== Task requirements ==
Render the lines from the one containing "Target: blue sky" up to and including the one containing "92 107 L 103" as a Markdown table with the columns Row and Line, numbering each row and omitting blank lines.

== Supplied data ==

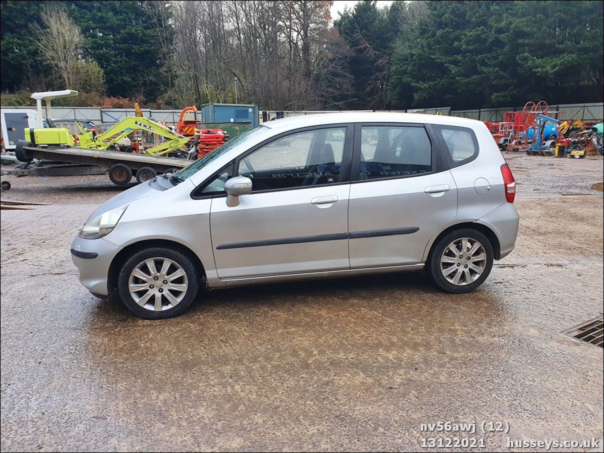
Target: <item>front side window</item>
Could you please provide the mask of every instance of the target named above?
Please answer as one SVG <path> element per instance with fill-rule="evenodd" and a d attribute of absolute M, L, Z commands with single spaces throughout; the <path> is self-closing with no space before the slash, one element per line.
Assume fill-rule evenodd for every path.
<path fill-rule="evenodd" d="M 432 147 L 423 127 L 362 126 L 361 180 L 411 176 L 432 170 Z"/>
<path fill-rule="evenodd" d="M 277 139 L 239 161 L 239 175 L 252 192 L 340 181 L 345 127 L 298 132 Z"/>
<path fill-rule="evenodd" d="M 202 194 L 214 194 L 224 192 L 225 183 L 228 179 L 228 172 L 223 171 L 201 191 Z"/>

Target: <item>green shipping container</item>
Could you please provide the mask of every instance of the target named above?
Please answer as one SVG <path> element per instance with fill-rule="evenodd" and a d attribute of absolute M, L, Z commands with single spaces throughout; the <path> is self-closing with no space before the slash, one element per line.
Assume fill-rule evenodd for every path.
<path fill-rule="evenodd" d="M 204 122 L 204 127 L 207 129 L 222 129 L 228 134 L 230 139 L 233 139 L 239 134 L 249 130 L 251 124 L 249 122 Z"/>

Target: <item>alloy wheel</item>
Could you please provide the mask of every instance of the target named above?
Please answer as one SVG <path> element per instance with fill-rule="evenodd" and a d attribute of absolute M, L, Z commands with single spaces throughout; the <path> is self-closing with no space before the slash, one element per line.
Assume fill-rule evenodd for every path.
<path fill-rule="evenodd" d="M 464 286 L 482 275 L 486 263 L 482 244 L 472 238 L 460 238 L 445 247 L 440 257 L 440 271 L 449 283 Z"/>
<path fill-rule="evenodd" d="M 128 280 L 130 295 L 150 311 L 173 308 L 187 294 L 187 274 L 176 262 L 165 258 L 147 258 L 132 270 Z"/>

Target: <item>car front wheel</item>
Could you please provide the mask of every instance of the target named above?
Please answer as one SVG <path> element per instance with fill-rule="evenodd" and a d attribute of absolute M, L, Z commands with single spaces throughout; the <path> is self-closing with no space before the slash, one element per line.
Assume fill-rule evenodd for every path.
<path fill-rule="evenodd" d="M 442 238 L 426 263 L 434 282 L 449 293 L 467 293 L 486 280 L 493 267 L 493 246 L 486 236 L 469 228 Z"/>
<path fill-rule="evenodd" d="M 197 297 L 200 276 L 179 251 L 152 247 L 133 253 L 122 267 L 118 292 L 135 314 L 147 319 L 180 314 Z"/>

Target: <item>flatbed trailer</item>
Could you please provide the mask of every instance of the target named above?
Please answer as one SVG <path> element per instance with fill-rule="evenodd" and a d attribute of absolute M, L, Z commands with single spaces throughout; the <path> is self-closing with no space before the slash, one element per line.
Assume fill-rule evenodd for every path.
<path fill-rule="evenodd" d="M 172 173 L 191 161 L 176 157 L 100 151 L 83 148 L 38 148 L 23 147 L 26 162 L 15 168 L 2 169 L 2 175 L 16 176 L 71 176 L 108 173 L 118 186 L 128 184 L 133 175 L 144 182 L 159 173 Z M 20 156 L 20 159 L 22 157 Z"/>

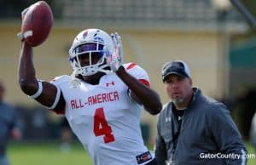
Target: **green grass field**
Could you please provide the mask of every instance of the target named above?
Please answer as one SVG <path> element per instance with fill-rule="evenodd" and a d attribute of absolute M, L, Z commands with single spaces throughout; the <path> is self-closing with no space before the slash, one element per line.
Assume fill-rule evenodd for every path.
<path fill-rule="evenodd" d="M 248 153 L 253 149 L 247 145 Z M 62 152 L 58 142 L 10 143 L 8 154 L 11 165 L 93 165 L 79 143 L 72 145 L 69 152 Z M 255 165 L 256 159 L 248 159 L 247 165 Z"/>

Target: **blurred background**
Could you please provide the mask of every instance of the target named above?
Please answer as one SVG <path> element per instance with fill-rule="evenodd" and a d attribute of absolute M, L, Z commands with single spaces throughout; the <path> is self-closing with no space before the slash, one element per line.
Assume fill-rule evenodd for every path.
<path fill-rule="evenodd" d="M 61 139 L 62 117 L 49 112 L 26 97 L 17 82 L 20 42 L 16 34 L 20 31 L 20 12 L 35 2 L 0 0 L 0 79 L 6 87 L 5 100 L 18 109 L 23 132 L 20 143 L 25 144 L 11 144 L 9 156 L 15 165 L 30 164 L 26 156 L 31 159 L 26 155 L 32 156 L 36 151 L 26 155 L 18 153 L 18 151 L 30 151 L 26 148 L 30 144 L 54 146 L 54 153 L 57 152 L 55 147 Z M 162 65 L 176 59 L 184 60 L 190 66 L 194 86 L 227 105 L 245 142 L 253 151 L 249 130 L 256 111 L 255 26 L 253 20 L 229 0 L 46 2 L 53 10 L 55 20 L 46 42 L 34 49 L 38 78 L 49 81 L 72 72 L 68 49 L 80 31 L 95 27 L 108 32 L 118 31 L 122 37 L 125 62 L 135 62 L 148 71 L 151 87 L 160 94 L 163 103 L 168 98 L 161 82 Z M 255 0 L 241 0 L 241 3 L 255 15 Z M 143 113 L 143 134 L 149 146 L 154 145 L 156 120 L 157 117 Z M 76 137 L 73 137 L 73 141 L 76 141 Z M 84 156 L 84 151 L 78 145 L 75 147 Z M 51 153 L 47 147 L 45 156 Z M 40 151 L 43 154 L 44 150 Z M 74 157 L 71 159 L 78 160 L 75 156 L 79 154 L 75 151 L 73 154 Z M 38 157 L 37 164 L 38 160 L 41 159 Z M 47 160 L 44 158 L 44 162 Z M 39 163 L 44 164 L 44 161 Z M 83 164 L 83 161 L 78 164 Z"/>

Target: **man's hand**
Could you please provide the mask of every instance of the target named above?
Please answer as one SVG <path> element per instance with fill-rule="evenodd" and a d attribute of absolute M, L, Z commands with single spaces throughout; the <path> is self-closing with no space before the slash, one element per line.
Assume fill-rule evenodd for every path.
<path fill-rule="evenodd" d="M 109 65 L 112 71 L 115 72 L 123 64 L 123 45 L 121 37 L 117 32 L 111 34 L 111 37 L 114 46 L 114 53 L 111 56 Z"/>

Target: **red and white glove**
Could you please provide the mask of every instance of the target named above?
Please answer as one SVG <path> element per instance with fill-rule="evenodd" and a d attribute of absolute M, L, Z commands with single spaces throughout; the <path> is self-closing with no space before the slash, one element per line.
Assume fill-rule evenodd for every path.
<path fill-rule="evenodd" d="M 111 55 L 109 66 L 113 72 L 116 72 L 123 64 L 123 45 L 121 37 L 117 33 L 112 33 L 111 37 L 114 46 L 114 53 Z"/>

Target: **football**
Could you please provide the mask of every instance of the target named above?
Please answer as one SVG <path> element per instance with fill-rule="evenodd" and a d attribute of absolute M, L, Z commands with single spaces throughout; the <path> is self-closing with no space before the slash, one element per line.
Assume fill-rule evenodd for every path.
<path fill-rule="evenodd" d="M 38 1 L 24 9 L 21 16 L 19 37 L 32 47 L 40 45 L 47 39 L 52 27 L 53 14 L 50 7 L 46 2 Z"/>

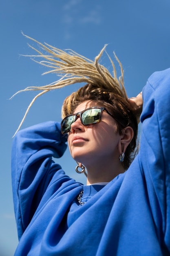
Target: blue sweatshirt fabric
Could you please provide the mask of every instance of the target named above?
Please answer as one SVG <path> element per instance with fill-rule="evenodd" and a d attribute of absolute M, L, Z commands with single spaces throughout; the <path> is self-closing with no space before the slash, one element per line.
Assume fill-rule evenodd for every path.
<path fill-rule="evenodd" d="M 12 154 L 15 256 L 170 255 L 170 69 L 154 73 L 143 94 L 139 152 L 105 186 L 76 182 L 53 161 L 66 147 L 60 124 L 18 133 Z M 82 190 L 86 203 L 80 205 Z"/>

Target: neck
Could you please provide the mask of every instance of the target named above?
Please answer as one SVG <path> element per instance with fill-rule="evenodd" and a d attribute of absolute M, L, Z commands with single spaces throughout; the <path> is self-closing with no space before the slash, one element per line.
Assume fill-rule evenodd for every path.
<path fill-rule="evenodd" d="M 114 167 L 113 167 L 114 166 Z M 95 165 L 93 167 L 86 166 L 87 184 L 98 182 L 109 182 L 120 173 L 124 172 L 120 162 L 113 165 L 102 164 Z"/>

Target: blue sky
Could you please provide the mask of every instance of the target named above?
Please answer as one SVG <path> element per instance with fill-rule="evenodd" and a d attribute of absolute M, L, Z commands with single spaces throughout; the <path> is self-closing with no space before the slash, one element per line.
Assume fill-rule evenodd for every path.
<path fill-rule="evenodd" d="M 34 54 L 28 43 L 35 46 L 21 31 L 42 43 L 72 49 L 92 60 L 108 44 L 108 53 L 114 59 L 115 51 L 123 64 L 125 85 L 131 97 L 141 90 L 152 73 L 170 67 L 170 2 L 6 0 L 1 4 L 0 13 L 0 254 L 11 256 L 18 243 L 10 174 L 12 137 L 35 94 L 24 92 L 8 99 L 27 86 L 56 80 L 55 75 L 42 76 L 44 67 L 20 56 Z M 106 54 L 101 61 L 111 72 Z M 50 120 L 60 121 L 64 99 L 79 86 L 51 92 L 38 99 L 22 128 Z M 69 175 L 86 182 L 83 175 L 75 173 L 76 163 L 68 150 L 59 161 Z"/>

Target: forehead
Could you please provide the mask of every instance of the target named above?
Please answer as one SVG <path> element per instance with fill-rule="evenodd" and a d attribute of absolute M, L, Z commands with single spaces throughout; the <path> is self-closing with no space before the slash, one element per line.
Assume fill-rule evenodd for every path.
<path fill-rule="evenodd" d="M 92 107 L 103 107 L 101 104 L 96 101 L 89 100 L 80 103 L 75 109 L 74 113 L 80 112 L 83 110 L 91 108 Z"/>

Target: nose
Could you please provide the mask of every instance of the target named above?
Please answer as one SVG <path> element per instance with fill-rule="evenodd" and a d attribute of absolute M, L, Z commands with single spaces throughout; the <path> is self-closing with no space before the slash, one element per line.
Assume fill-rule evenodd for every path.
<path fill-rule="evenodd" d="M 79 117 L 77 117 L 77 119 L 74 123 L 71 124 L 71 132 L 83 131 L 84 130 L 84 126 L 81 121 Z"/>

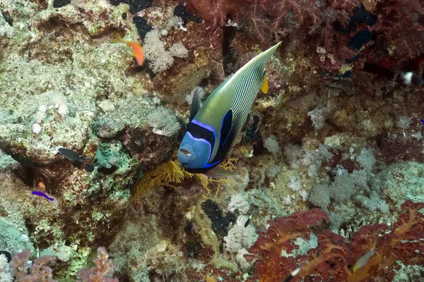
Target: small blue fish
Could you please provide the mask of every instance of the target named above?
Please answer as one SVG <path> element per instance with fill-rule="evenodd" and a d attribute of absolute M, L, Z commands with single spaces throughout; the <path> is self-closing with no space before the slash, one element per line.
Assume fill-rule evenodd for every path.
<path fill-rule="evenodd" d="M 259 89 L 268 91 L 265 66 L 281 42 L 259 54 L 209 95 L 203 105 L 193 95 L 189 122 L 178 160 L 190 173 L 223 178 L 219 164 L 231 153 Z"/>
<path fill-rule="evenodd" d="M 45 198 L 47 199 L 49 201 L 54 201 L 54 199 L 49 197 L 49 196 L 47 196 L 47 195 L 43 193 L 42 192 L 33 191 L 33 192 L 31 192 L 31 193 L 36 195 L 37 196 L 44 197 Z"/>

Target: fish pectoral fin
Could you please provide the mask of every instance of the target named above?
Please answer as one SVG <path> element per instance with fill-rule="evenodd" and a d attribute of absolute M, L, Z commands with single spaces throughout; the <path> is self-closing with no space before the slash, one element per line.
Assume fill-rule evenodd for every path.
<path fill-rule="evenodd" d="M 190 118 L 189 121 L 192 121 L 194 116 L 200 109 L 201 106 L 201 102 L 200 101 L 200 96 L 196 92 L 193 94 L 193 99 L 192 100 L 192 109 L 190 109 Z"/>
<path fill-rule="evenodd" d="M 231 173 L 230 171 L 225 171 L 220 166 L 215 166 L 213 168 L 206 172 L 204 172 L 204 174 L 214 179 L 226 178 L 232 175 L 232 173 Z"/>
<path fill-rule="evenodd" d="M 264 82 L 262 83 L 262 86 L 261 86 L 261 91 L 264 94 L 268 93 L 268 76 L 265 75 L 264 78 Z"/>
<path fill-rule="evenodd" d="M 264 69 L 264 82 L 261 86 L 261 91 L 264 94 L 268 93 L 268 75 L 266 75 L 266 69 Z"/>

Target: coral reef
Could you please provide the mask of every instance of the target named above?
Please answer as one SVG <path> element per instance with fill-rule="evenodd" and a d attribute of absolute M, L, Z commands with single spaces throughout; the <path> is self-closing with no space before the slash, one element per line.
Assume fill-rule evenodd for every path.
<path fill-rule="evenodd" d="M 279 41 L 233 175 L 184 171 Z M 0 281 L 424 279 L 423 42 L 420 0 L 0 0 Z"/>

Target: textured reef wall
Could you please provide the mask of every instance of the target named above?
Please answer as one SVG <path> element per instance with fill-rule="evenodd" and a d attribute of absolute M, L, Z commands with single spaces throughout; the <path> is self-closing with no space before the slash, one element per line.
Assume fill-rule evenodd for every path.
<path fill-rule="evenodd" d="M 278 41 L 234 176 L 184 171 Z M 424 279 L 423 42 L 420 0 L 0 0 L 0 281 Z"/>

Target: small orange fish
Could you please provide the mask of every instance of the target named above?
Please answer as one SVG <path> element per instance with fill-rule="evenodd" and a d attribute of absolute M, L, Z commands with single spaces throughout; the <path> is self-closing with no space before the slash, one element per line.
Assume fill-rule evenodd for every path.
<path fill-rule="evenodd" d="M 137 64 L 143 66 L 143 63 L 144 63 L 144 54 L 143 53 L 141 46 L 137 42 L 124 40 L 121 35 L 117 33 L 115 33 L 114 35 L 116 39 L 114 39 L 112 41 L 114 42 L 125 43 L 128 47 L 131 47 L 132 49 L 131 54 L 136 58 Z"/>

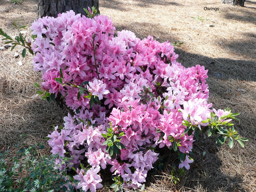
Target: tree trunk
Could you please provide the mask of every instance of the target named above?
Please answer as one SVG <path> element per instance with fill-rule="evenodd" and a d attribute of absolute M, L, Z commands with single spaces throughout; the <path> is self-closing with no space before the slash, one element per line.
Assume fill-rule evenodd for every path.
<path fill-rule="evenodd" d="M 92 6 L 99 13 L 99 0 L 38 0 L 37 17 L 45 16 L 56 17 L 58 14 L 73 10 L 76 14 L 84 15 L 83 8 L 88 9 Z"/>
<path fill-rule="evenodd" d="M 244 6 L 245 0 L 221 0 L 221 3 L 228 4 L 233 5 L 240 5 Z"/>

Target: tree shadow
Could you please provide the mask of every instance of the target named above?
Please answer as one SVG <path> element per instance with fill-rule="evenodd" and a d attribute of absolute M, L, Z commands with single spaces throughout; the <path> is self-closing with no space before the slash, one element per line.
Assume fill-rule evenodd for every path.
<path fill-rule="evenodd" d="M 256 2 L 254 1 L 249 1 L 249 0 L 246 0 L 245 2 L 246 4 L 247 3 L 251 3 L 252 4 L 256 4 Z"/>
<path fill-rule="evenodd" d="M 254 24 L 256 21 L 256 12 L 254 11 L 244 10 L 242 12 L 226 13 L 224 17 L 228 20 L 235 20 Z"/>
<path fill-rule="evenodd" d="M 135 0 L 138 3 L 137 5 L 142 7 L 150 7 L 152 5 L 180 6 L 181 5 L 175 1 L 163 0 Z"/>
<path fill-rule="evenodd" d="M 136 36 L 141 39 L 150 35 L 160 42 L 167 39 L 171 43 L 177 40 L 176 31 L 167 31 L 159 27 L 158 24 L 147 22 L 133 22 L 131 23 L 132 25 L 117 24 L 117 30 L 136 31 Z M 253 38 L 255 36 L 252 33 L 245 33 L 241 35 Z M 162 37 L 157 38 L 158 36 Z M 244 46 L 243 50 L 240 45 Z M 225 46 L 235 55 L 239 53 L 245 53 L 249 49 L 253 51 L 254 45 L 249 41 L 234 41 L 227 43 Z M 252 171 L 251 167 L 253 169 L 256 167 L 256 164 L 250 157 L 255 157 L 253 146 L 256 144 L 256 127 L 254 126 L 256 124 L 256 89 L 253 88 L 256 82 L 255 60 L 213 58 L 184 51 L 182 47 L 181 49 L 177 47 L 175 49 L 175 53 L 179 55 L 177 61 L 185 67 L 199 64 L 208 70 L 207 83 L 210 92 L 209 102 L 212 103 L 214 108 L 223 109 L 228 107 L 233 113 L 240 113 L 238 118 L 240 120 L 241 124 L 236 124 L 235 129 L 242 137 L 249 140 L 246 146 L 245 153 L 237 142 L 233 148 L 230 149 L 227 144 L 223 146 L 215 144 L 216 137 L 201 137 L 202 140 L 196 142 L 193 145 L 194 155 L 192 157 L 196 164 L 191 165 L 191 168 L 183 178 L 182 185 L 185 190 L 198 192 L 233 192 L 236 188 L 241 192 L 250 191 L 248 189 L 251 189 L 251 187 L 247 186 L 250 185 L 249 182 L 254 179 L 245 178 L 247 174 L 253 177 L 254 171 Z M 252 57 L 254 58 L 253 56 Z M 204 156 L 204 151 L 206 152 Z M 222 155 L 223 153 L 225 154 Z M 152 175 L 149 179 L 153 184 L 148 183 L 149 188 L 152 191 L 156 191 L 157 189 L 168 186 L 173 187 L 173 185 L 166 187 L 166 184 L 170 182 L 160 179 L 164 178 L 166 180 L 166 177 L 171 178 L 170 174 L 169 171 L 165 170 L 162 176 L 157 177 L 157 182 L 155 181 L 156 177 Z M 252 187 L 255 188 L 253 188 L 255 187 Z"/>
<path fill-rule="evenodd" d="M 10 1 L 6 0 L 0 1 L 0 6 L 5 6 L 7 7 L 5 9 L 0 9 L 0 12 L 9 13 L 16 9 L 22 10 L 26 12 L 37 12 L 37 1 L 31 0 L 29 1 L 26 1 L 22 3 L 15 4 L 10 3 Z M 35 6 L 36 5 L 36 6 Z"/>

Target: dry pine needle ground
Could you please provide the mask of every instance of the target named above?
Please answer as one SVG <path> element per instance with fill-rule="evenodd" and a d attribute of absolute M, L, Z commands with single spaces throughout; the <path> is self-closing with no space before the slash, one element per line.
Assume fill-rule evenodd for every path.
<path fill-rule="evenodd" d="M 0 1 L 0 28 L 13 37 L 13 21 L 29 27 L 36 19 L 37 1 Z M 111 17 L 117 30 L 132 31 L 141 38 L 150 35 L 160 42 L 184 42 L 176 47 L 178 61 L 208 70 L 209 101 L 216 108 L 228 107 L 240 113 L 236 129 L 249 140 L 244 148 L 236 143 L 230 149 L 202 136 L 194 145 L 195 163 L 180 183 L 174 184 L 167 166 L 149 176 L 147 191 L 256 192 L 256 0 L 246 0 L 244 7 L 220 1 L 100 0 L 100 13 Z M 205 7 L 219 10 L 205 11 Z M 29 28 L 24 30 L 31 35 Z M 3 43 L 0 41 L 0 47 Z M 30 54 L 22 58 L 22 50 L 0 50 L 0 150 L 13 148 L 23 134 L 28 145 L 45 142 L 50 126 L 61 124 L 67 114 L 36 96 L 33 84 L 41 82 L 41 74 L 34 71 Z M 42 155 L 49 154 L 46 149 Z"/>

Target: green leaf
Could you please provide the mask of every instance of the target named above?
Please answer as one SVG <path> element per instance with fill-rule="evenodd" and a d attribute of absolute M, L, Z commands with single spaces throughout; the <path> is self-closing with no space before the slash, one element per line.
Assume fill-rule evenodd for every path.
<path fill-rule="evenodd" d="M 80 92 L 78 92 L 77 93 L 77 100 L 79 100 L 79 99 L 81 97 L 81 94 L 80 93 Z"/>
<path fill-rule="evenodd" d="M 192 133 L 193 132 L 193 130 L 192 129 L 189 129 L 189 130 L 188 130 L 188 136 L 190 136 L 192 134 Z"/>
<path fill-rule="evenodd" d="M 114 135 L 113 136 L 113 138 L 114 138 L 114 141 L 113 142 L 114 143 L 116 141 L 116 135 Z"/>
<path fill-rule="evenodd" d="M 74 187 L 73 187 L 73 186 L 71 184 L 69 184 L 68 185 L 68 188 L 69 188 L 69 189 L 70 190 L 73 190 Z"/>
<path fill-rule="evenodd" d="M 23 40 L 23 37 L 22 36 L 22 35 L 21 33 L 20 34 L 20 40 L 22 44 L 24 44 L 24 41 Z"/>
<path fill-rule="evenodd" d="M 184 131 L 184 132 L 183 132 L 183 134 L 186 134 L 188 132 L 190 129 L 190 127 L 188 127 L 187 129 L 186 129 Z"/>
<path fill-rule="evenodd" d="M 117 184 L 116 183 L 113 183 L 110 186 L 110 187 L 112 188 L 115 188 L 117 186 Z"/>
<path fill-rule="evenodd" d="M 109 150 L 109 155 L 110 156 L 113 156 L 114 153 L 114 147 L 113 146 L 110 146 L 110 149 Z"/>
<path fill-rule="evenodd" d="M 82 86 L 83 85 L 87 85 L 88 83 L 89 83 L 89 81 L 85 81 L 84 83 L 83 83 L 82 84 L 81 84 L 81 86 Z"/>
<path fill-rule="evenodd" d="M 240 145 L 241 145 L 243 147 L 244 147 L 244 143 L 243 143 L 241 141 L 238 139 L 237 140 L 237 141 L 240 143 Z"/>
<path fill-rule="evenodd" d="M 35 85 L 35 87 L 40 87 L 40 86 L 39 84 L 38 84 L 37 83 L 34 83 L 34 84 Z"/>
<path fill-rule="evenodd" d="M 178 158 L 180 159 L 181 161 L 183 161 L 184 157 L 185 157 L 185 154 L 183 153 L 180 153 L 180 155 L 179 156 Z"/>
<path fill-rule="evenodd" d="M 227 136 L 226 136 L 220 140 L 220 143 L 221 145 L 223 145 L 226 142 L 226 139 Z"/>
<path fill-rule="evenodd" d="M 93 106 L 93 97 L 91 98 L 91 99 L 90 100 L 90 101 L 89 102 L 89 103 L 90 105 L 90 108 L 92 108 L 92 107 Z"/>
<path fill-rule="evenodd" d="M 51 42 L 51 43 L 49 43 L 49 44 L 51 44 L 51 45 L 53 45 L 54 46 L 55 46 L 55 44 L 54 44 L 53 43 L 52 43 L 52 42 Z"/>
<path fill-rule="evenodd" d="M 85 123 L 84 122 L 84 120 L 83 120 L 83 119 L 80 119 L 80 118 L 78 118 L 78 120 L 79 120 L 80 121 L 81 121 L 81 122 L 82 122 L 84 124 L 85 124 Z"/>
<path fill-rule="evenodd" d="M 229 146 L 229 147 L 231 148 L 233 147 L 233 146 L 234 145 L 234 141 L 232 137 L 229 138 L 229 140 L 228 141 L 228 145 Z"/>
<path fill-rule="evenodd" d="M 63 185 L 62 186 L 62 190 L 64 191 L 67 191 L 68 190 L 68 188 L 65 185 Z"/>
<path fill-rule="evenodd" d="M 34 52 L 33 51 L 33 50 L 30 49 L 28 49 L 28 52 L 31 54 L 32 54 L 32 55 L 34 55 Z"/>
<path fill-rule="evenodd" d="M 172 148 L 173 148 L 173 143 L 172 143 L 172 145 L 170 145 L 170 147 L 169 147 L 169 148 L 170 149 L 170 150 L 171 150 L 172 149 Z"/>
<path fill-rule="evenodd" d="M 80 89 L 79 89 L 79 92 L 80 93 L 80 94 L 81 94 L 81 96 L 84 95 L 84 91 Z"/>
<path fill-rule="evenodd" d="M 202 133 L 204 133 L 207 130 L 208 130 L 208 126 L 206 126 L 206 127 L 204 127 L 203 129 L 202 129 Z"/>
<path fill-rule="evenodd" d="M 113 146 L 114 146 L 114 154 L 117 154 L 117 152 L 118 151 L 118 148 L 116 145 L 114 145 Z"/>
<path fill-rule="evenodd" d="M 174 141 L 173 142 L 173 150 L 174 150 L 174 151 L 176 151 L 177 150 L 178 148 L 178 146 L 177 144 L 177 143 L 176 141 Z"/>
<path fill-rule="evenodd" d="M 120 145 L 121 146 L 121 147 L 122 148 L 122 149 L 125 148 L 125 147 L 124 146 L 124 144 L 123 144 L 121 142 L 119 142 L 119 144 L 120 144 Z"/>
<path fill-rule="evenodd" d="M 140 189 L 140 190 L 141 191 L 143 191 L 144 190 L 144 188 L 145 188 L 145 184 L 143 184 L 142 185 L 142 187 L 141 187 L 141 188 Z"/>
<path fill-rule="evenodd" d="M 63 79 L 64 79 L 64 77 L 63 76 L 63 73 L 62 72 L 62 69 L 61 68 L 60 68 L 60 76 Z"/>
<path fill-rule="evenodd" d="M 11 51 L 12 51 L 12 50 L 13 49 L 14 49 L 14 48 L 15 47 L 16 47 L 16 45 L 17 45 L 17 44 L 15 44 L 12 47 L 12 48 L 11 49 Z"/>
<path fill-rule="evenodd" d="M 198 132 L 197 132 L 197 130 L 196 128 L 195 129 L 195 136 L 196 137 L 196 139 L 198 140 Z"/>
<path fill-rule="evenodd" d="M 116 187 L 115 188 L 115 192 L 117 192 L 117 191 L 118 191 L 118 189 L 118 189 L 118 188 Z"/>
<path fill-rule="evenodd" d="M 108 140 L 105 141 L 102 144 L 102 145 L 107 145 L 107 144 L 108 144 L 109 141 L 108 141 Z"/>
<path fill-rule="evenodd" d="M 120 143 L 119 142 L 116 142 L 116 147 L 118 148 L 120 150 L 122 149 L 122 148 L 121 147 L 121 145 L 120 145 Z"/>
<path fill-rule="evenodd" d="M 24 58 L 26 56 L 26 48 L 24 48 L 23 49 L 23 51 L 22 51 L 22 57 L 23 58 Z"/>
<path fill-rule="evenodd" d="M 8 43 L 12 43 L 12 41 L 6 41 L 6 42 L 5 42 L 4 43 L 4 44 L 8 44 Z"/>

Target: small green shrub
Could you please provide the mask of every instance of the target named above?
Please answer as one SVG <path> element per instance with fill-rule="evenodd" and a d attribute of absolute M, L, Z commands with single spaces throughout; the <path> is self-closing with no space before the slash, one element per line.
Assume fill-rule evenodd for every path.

== Solution for this problem ==
| Row | Line |
|---|---|
| 1 | Target: blue sky |
| 2 | Could you please provide the mask of every instance of the target named above? |
| 3 | Please answer as one SVG <path> element per instance with fill-rule="evenodd" and a d attribute of absolute M, L, Z commands with single spaces throughout; the <path> is self-closing with no space before the slash, one element per line. |
| 4 | Assume fill-rule evenodd for every path. |
| 5 | <path fill-rule="evenodd" d="M 34 54 L 28 43 L 35 46 L 21 31 L 42 43 L 72 49 L 92 60 L 108 44 L 108 53 L 114 59 L 115 51 L 123 64 L 125 85 L 131 97 L 141 90 L 152 73 L 170 67 L 170 2 L 6 0 L 1 4 L 0 13 L 0 254 L 11 256 L 18 243 L 10 174 L 12 137 L 35 94 L 24 92 L 8 99 L 27 86 L 56 80 L 55 75 L 42 76 L 44 67 L 20 56 Z M 106 54 L 101 61 L 111 72 Z M 50 120 L 60 121 L 64 99 L 79 86 L 51 92 L 38 99 L 22 128 Z M 69 175 L 86 182 L 83 175 L 75 173 L 76 163 L 68 150 L 59 161 Z"/> |
| 6 | Target: forehead |
| 7 | Could you please provide the mask of every instance of the target named above? |
| 8 | Please answer as one SVG <path> element per instance with fill-rule="evenodd" and a d attribute of absolute M, L, Z commands with single spaces throughout; the <path> is self-closing with no space before the slash, one element per line. |
| 9 | Assume fill-rule evenodd for every path. |
| 10 | <path fill-rule="evenodd" d="M 92 107 L 103 107 L 101 104 L 96 101 L 89 100 L 80 103 L 75 109 L 74 113 L 80 112 L 83 110 L 91 108 Z"/> |